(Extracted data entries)
.....

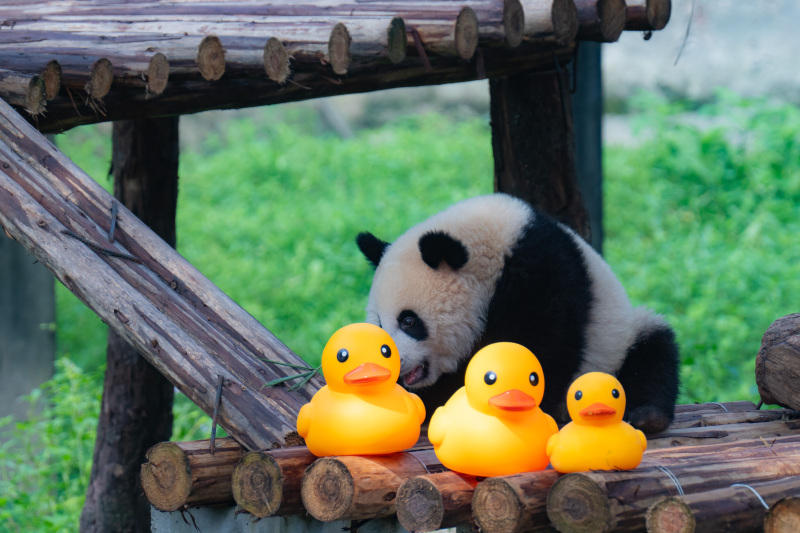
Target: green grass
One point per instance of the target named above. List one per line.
(700, 226)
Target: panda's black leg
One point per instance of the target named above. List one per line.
(650, 379)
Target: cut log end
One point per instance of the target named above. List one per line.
(613, 14)
(100, 77)
(257, 484)
(397, 40)
(419, 505)
(276, 61)
(35, 96)
(211, 58)
(52, 79)
(670, 515)
(466, 33)
(513, 22)
(575, 503)
(166, 477)
(496, 506)
(783, 517)
(328, 489)
(658, 13)
(157, 73)
(339, 49)
(565, 21)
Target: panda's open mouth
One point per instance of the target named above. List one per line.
(417, 374)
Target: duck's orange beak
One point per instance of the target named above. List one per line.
(367, 373)
(513, 400)
(598, 410)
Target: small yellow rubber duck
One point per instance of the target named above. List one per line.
(362, 410)
(493, 425)
(597, 438)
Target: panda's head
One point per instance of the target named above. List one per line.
(433, 285)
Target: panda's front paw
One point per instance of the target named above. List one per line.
(649, 419)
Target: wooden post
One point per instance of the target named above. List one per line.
(136, 411)
(534, 144)
(435, 501)
(178, 475)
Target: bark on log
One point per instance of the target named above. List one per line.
(734, 509)
(177, 319)
(513, 503)
(601, 20)
(534, 145)
(179, 475)
(778, 363)
(359, 487)
(617, 501)
(647, 15)
(784, 516)
(267, 483)
(724, 433)
(136, 410)
(435, 501)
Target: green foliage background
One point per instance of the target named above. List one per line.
(700, 220)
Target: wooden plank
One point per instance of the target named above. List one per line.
(181, 322)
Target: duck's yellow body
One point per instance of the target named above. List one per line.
(493, 426)
(361, 410)
(597, 438)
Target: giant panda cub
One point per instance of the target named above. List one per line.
(493, 269)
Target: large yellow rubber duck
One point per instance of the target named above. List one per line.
(493, 425)
(597, 438)
(361, 410)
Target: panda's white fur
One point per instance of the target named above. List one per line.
(454, 303)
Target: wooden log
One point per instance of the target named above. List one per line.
(267, 483)
(557, 22)
(734, 509)
(601, 20)
(513, 503)
(359, 487)
(723, 433)
(647, 15)
(435, 501)
(617, 501)
(742, 417)
(784, 516)
(177, 319)
(178, 475)
(778, 363)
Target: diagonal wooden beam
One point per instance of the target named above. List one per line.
(181, 322)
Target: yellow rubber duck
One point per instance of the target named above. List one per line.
(493, 425)
(597, 438)
(361, 410)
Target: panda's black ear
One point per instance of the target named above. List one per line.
(371, 246)
(438, 246)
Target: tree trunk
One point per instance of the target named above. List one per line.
(534, 144)
(136, 410)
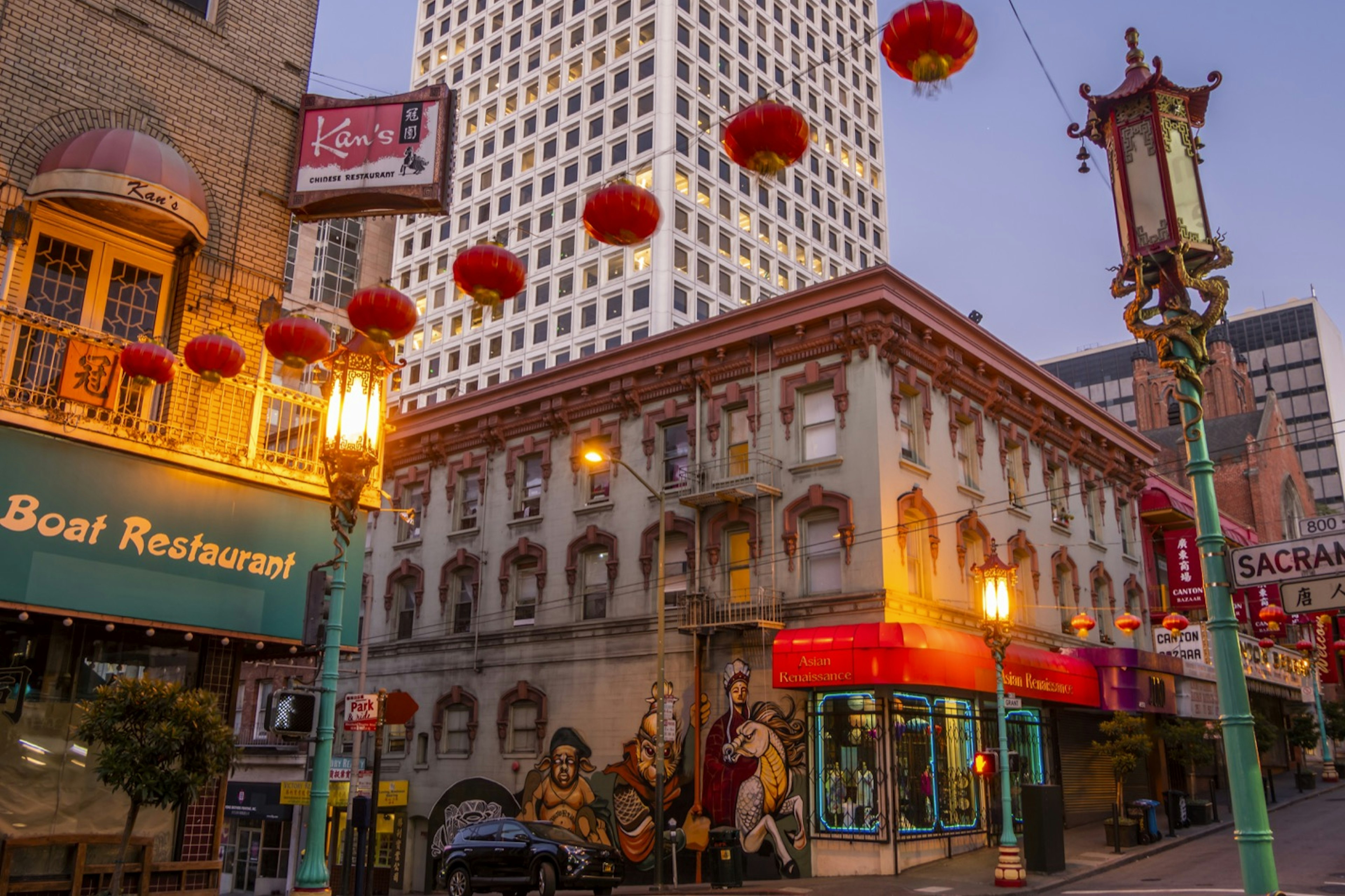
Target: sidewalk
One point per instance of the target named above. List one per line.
(973, 874)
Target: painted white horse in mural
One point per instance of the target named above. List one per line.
(766, 795)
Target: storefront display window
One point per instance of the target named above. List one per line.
(934, 742)
(848, 731)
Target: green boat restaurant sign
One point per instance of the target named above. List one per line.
(91, 531)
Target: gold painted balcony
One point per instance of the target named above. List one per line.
(244, 428)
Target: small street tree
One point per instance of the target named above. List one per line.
(159, 743)
(1188, 744)
(1125, 744)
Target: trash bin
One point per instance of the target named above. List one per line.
(725, 855)
(1146, 813)
(1177, 808)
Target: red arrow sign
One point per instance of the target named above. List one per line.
(399, 708)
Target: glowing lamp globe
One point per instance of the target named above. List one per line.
(490, 275)
(927, 42)
(298, 341)
(381, 312)
(1176, 623)
(149, 363)
(767, 138)
(214, 357)
(622, 214)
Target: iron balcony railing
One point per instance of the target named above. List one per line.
(241, 423)
(735, 477)
(754, 608)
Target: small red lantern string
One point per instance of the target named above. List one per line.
(149, 363)
(214, 357)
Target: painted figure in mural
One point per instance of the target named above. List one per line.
(557, 793)
(725, 770)
(777, 740)
(633, 795)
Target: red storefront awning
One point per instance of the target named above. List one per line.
(916, 656)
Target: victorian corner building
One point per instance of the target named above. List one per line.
(146, 531)
(834, 465)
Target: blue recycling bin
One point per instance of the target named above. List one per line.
(1146, 813)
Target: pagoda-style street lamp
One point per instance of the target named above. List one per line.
(997, 583)
(350, 454)
(1148, 127)
(1309, 652)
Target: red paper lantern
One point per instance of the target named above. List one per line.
(149, 363)
(1274, 617)
(298, 341)
(1176, 623)
(1129, 623)
(382, 314)
(930, 41)
(489, 274)
(622, 214)
(767, 136)
(214, 357)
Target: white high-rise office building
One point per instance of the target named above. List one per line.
(560, 96)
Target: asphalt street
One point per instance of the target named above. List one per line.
(1308, 855)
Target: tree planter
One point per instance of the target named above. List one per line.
(1129, 832)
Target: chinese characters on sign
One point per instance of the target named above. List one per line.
(1185, 587)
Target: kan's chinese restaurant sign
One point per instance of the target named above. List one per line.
(388, 155)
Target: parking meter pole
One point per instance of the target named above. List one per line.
(372, 852)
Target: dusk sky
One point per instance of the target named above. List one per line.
(985, 202)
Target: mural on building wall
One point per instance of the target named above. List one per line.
(751, 781)
(751, 760)
(557, 793)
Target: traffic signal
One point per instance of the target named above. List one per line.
(317, 603)
(292, 714)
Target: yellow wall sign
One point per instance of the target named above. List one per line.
(391, 793)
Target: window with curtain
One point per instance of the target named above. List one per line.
(821, 553)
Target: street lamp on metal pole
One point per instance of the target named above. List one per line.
(1309, 652)
(997, 579)
(350, 453)
(660, 685)
(1149, 128)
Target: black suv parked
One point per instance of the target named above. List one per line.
(514, 857)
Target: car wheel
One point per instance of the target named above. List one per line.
(546, 879)
(459, 883)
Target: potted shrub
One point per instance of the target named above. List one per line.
(1187, 743)
(1304, 734)
(1125, 744)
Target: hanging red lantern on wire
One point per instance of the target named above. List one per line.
(298, 341)
(1176, 623)
(1274, 617)
(926, 42)
(382, 314)
(767, 138)
(490, 274)
(149, 363)
(214, 357)
(622, 214)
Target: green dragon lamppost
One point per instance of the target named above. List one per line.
(1148, 128)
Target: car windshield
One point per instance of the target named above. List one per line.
(559, 835)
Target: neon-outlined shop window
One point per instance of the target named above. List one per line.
(934, 743)
(848, 730)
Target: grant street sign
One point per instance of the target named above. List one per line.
(1286, 561)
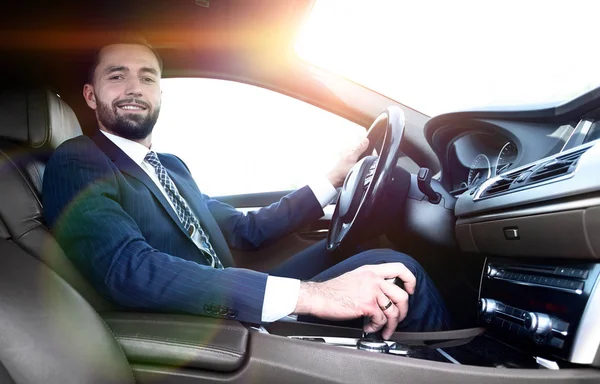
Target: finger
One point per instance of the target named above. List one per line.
(398, 296)
(389, 270)
(391, 312)
(378, 320)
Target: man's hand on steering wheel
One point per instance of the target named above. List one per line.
(347, 160)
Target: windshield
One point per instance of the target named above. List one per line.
(442, 56)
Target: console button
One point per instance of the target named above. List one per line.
(578, 273)
(560, 326)
(556, 342)
(562, 271)
(539, 324)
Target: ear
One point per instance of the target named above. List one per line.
(89, 96)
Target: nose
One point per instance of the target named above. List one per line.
(133, 88)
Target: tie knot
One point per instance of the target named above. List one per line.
(152, 158)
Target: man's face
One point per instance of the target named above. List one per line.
(126, 90)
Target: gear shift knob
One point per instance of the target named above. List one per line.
(374, 342)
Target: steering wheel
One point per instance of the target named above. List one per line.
(368, 179)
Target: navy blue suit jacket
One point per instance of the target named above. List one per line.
(117, 227)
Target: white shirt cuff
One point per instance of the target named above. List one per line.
(281, 297)
(323, 190)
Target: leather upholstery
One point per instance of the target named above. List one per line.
(48, 333)
(36, 118)
(180, 340)
(32, 123)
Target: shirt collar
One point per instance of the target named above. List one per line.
(136, 151)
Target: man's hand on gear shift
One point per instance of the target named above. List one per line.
(361, 292)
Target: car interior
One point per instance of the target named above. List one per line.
(502, 209)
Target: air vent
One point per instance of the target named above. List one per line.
(535, 174)
(505, 182)
(559, 166)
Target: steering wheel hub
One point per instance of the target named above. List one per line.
(368, 179)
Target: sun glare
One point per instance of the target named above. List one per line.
(439, 56)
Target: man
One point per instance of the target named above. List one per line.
(136, 224)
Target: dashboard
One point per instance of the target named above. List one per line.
(476, 157)
(527, 189)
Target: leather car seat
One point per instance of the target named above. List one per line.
(48, 333)
(32, 124)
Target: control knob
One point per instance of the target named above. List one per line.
(491, 271)
(487, 307)
(539, 324)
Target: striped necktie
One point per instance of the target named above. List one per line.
(188, 219)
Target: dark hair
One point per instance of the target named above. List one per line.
(137, 40)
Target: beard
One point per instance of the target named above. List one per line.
(130, 126)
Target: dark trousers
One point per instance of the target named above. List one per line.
(426, 309)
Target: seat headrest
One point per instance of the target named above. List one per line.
(36, 118)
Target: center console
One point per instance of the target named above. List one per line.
(550, 310)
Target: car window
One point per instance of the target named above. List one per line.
(238, 138)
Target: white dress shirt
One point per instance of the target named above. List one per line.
(281, 293)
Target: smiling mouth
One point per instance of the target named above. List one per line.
(133, 105)
(129, 107)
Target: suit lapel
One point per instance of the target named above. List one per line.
(128, 166)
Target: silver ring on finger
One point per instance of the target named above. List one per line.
(389, 304)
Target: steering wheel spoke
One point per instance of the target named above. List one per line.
(367, 180)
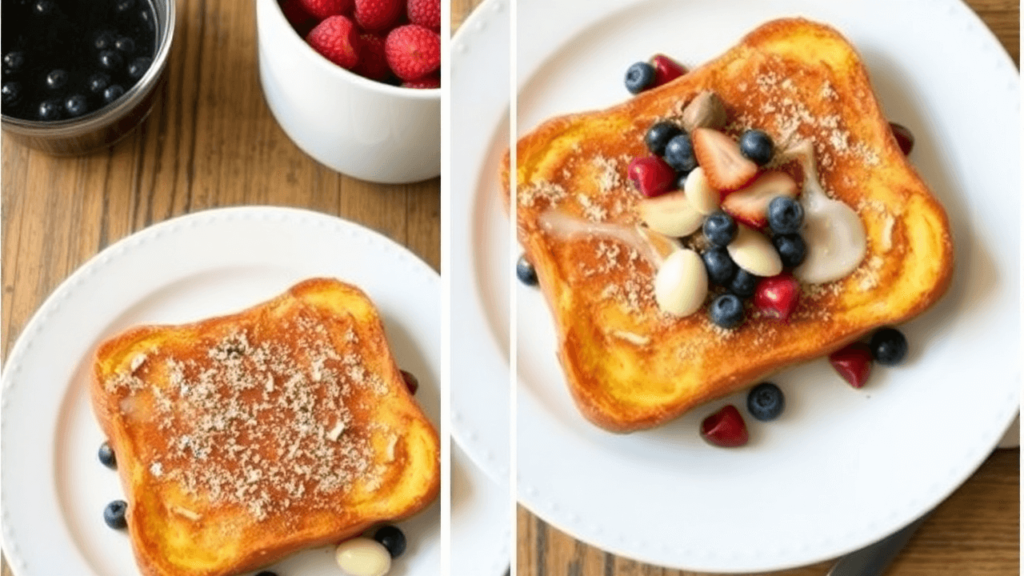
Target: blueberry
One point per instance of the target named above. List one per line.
(44, 7)
(889, 346)
(56, 79)
(103, 40)
(138, 67)
(125, 44)
(679, 154)
(392, 539)
(659, 134)
(743, 284)
(98, 82)
(111, 59)
(11, 92)
(114, 515)
(765, 402)
(792, 249)
(13, 62)
(785, 215)
(49, 110)
(720, 229)
(76, 105)
(639, 77)
(757, 147)
(726, 311)
(113, 92)
(107, 456)
(720, 266)
(525, 272)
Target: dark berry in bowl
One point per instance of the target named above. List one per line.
(719, 264)
(726, 311)
(525, 272)
(765, 402)
(720, 229)
(639, 77)
(56, 79)
(792, 249)
(107, 456)
(743, 284)
(889, 346)
(785, 215)
(391, 538)
(658, 135)
(114, 515)
(679, 154)
(757, 147)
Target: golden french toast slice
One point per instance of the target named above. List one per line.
(245, 438)
(631, 366)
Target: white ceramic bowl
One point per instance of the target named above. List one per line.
(356, 126)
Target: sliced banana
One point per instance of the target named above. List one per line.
(755, 253)
(670, 214)
(681, 283)
(699, 194)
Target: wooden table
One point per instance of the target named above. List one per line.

.....

Only the lines from the one containing "Target: golden french toast slice" to the end of the records should be repeated, exactly as they appear.

Target: golden french toast slice
One point per instance of the target named above. List one per line.
(245, 438)
(631, 366)
Target: white ceramic bowl
One point per instance of the target named above. List one per line.
(356, 126)
Target: sliced banana
One point per instance of the target named above. List one per line.
(755, 253)
(670, 214)
(681, 283)
(699, 194)
Target: wooden table
One point per instance of the target named above. List one per line.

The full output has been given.